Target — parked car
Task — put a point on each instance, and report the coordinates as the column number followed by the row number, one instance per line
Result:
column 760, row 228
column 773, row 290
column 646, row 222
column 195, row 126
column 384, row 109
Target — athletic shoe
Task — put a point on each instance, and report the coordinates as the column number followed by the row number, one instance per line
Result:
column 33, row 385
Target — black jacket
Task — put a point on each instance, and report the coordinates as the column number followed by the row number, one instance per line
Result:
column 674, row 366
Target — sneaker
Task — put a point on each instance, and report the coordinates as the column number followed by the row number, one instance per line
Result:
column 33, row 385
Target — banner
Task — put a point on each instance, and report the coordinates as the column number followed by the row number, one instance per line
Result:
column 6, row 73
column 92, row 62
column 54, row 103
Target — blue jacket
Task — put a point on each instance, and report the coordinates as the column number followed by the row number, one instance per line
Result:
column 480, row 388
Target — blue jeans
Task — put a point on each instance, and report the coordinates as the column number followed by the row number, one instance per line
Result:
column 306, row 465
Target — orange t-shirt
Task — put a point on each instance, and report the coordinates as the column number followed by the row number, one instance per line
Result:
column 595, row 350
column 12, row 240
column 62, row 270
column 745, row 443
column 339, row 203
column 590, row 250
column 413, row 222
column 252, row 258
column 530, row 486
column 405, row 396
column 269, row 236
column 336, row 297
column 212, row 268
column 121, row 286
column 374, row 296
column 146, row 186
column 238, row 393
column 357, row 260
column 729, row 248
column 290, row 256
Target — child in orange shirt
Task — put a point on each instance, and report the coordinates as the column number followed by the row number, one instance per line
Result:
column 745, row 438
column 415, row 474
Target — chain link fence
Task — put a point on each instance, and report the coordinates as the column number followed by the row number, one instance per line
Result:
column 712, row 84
------
What you should do: Format the entries above as a two-column CSV with the header row request,response. Give one row per entry, putting its text under request and its answer under response, each in a single double-quoted field with line breaks replaced by spaces.

Answer to the problem:
request,response
"Target — parked car Task — put a point on each instance, and report the coordinates as the column number followed by the row number, one instance per line Result:","column 760, row 228 column 773, row 290 column 646, row 222 column 195, row 126 column 384, row 109"
"Target — athletic shoe Task — put a point on each instance, and report the coordinates as the column number followed by the row number, one instance per line Result:","column 33, row 385"
"Target — black jacket Task — put a point on each instance, and report the coordinates as the column number followed by the row number, one instance per line Result:","column 674, row 366"
"Target — sneaker Task — put a point on each instance, and report the coordinates as the column number followed by the row number, one instance per line Result:","column 33, row 385"
"Target — banner Task — put a point on each instance, and report the coordinates as the column number followed by the row number, one instance per line Result:","column 6, row 73 column 92, row 62 column 54, row 103"
"Target — blue jacket Task — put a point on each instance, and report the coordinates as the column number followed by the row number, one instance per line Result:","column 480, row 388"
"Target — blue jeans Task — put a point on each instance, and report the coordinates as the column number followed by the row number, one instance per line Result:","column 306, row 465"
"Target — orange t-shirt Task — put a point on each instance, and report the coordinates as the column number followed by the row number, one instance per line Result:","column 595, row 350 column 12, row 240 column 62, row 270 column 745, row 443 column 339, row 203 column 590, row 250 column 413, row 222 column 252, row 258 column 530, row 486 column 405, row 396 column 269, row 236 column 336, row 297 column 212, row 268 column 121, row 286 column 374, row 296 column 146, row 186 column 238, row 393 column 357, row 260 column 729, row 248 column 290, row 256"
"Target — child in orange shirt Task — put a point on each instance, and report the coordinates as the column number followed by the row number, one instance per line Result:","column 745, row 438 column 415, row 474"
"Target — chain link fence Task — put a point on each instance, and report the coordinates as the column number followed by the row number, one instance per line Result:","column 712, row 84"